- [Data for this exercise]
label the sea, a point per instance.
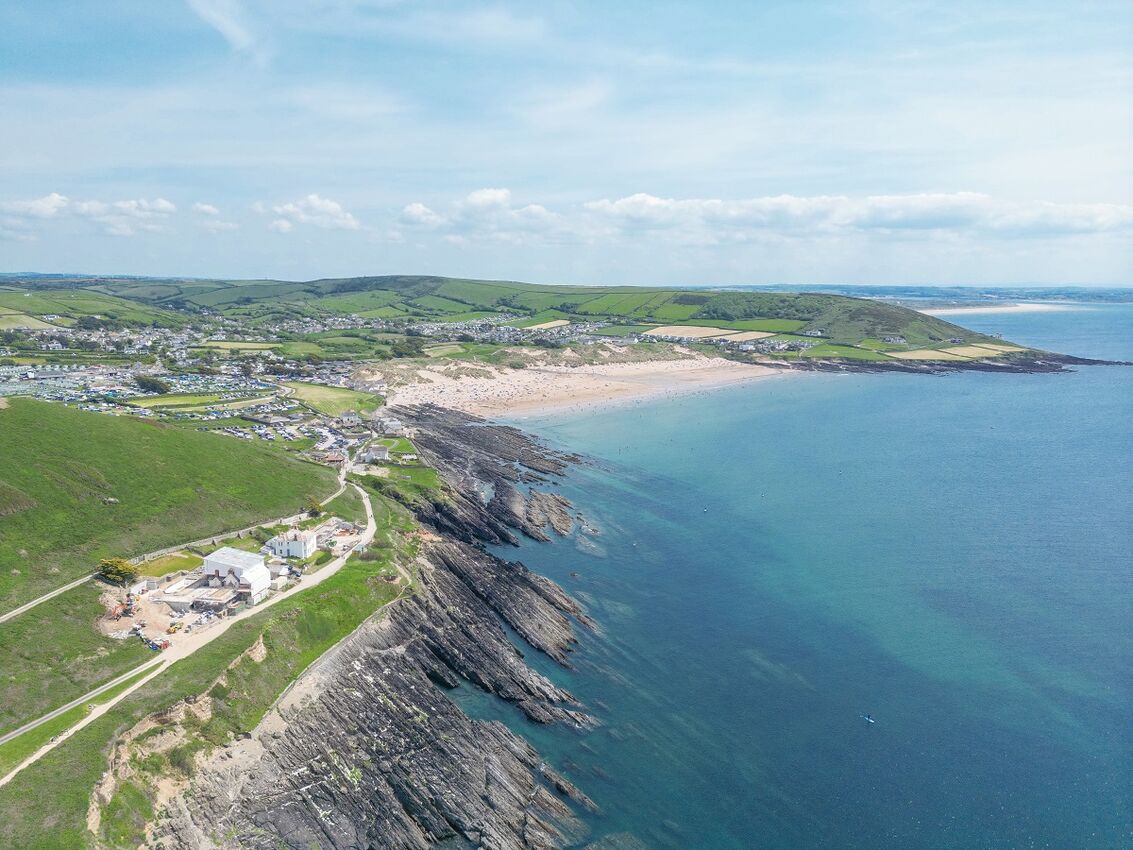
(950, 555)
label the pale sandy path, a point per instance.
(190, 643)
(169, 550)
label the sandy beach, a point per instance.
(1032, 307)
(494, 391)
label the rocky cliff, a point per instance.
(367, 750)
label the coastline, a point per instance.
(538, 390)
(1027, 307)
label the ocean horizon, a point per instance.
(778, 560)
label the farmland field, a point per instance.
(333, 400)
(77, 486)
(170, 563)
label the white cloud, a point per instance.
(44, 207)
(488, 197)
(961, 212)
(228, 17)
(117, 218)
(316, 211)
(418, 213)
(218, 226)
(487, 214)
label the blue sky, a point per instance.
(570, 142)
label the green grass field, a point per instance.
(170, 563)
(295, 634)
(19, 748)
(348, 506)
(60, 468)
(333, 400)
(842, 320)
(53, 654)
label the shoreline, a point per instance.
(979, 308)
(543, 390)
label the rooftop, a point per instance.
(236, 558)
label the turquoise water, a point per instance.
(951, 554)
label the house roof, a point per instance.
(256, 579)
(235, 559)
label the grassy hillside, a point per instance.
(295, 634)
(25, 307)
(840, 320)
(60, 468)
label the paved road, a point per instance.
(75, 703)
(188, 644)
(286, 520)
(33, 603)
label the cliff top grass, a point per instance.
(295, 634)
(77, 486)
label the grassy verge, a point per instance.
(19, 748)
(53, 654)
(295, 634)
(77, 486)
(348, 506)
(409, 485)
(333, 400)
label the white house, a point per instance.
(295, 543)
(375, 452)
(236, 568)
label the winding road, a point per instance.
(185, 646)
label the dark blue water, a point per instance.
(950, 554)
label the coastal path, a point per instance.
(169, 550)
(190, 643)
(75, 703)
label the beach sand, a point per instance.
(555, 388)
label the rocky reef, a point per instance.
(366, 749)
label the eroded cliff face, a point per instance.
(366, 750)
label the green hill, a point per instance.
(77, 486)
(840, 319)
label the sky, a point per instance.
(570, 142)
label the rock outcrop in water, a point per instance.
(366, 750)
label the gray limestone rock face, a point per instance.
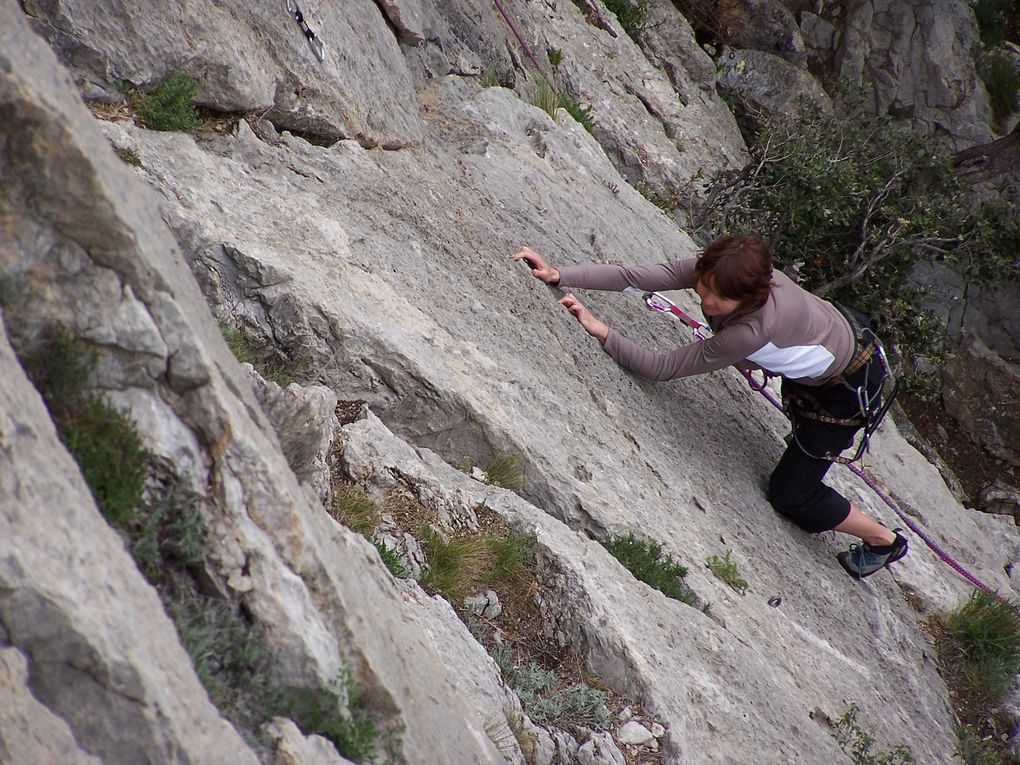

...

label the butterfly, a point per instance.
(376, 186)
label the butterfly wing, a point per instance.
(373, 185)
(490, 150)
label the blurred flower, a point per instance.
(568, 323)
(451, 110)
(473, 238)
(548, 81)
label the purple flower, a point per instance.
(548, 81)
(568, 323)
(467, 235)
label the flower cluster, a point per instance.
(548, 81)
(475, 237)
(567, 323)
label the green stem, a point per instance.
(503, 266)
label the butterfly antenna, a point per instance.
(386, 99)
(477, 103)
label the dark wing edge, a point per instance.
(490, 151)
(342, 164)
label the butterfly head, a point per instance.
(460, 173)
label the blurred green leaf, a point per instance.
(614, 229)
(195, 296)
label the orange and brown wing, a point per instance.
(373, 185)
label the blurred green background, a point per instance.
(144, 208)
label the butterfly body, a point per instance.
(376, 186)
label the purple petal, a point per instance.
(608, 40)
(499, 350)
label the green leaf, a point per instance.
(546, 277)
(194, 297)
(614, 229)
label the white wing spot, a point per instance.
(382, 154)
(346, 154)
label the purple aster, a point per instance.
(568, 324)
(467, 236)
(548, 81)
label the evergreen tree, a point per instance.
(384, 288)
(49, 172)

- [To do]
Extract every line of the data above that contains the string "wing".

- [Written answer]
label the butterfly wing, a point per instance.
label the dark wing edge, a point per instance.
label the orange and brown wing, a point per instance.
label the white wing spot, a point per instance.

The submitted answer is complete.